* _Data for this exercise_:
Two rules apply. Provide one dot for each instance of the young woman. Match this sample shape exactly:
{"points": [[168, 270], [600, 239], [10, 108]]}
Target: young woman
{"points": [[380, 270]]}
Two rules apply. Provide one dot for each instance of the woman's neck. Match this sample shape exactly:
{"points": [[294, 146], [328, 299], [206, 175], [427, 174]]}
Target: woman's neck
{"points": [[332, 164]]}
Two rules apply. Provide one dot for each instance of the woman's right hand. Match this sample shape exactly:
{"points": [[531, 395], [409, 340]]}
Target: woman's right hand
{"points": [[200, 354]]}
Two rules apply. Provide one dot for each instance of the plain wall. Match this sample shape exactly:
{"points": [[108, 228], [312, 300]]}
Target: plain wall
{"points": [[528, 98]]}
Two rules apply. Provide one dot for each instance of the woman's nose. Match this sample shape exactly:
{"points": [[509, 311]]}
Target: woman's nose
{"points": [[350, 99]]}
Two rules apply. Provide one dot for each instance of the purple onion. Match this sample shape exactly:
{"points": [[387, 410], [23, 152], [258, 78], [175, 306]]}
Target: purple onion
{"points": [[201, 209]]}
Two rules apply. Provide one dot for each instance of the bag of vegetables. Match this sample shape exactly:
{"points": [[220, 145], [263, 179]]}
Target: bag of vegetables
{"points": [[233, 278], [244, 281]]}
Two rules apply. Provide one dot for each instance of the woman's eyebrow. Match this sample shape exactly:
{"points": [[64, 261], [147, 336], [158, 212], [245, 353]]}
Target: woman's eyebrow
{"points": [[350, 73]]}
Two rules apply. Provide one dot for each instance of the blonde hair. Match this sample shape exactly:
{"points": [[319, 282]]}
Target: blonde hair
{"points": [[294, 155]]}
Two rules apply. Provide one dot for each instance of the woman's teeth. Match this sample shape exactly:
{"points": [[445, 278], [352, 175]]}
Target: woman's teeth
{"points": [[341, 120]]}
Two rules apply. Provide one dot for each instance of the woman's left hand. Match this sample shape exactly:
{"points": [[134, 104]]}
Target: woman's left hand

* _Task directions_: Return every line from the one holding "the woman's right" through the end of the data, exactly as it appears, with both ends kept and nothing else.

* _Response to the exercise_:
Two rules apply. Provide one dot for each instance of the woman's right hand. Match this sample shape exactly:
{"points": [[531, 395], [409, 340]]}
Target: woman's right hand
{"points": [[200, 354]]}
Two rules apply. Provide one dot for each instance of the plain wall. Match this sample shape exactly:
{"points": [[108, 228], [312, 300]]}
Target: plain wall
{"points": [[528, 98]]}
Two rules apply. Provide one dot for each instance of the woman's nose. Match this sample shape exactly:
{"points": [[509, 311]]}
Target: woman's nose
{"points": [[350, 99]]}
Two rules apply. Provide one dot for each instance of the purple onion. Match this sample shape exactly:
{"points": [[387, 410], [23, 152], [258, 78], [175, 306]]}
Target: purple onion
{"points": [[201, 209]]}
Two rules apply. Provide one dot for each instance of the bag of vegetables. Match this sample shape exactly:
{"points": [[220, 145], [263, 179]]}
Target: bag of vegetables
{"points": [[233, 278], [244, 281]]}
Two rules apply. Provide one dot for each instance of the woman's eyebrow. Match this sample shape exactly:
{"points": [[64, 261], [147, 336], [158, 212], [245, 353]]}
Target: woman's eyebrow
{"points": [[350, 73]]}
Two rules apply. Provide one dot for each instance of the blonde hair. Match this sample shape exactly:
{"points": [[319, 282]]}
Target: blonde hair
{"points": [[294, 155]]}
Two rules apply. Provide one dot for each instance of the woman's teeth. Match this sample shape exactly:
{"points": [[445, 278], [352, 175]]}
Target: woman's teeth
{"points": [[341, 120]]}
Two rules apply. Provide one dot for each instance of the woman's left hand. Match this sample shape exactly:
{"points": [[134, 104]]}
Target: woman's left hand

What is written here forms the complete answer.